* **Your goal**
Please pick out and copy every line in the entries below that contains the string "sliding". Matching is case-sensitive.

* **Information given**
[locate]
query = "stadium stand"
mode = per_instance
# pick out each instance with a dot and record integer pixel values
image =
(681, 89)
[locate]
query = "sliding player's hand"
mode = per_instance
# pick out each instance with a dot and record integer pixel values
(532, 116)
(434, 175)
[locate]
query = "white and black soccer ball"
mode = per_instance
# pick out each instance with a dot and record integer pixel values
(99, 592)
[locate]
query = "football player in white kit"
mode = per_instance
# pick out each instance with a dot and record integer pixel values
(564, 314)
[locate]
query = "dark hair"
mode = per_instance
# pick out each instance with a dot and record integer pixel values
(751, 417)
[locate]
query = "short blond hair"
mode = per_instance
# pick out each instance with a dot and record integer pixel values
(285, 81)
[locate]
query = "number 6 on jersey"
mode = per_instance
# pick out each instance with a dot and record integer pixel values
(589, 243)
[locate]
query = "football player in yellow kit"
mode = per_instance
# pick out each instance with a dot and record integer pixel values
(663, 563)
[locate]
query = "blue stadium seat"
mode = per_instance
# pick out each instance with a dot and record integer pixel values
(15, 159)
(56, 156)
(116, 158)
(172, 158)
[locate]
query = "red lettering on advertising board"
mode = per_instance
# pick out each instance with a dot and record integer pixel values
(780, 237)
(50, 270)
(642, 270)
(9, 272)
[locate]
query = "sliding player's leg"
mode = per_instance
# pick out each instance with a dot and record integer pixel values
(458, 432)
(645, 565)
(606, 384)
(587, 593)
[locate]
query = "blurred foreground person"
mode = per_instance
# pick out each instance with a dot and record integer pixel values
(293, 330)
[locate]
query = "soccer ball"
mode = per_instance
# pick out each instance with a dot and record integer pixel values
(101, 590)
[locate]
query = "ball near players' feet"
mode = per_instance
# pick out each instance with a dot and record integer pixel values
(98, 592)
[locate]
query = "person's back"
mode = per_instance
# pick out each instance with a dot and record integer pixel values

* **Written answer**
query = "sliding player's hand"
query = "sliding player's leg"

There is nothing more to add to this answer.